### Compito assegnato
Modifichi tutto il materiale seguente sostituendo "stainless steel" con "brushed steel" e lasciando invariato ogni altro elemento del testo. Nella risposta ometta le immagini.

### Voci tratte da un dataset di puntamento
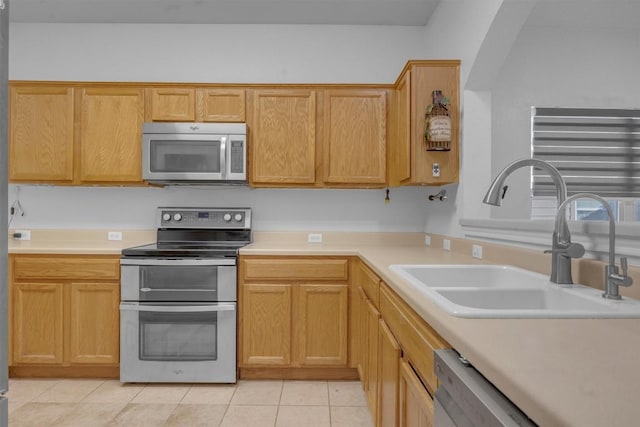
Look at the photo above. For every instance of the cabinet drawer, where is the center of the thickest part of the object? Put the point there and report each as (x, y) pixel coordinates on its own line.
(370, 282)
(295, 269)
(417, 339)
(29, 268)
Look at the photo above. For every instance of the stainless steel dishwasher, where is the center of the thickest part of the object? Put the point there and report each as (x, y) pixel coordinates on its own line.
(466, 399)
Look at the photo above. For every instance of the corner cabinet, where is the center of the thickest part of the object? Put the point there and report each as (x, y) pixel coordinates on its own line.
(293, 317)
(355, 143)
(410, 162)
(63, 312)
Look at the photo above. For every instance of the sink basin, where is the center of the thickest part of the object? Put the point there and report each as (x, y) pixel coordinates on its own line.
(500, 291)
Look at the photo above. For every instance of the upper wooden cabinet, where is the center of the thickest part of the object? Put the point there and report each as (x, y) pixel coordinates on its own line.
(41, 134)
(355, 136)
(188, 104)
(283, 137)
(410, 163)
(111, 134)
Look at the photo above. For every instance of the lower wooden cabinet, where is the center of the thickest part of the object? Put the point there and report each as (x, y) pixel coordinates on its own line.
(415, 403)
(64, 316)
(38, 319)
(293, 315)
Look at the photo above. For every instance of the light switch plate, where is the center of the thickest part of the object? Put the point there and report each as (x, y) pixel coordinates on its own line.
(314, 238)
(476, 251)
(114, 235)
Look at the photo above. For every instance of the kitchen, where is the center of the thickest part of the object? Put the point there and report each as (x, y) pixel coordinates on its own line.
(460, 30)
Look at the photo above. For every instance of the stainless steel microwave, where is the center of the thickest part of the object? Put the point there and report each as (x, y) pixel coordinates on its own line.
(194, 153)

### Soluzione
Look at the photo above. For every instance of the cabinet drawer, where is the center of the thickest part of the object? Put the point there and report each as (x, y) pixel coordinates on its own line.
(370, 282)
(295, 269)
(417, 339)
(29, 268)
Look at the photo above. For every instance of the brushed steel dishwasher, where is the center of the thickest part of the object? Put the point there and report each as (x, y) pixel coordinates on its own line.
(466, 399)
Look at the photo above. For every instance of the corner cabinet, where is the center of the thickest part of the object? Put the point there and report each as (x, y) pixel coordinates on its own line.
(293, 317)
(355, 143)
(410, 162)
(63, 312)
Look at the photo above. For every instance of the sink basin, where is the center of the thickest part of the object? Put the point there and report each as (x, y) pixel coordinates on its own line.
(500, 291)
Look at the photo above. For every instance of the upper wooden cabinet, where is the center of the thickest part of the object? Put the point there and report each as (x, y) pixel coordinates on its own line.
(41, 134)
(355, 136)
(188, 104)
(283, 137)
(410, 163)
(111, 134)
Look at the photo above. For every instance of the lower wooden cabinet, where is the center of the thickest part of the object? Put the point there and report each as (x, y) pixel coordinates on its own line.
(415, 403)
(64, 316)
(38, 319)
(293, 315)
Look at the photo above. For every instance of the light switch plate, where is the center of the thickest part of the object? Put the point there and report each as (x, y) pixel coordinates on its own line.
(314, 238)
(476, 251)
(114, 235)
Look at the photo above. For every instance of the kitchen, where is the center of the thickest part of the object? Put the point there and report each as (x, y) pixel coordinates on its own line.
(460, 30)
Look at the photo above. For every instance of the brushed steel microwave, where is the center of the thickest part of the object? Put the point there and report each as (x, y) pixel coordinates on its own line.
(194, 153)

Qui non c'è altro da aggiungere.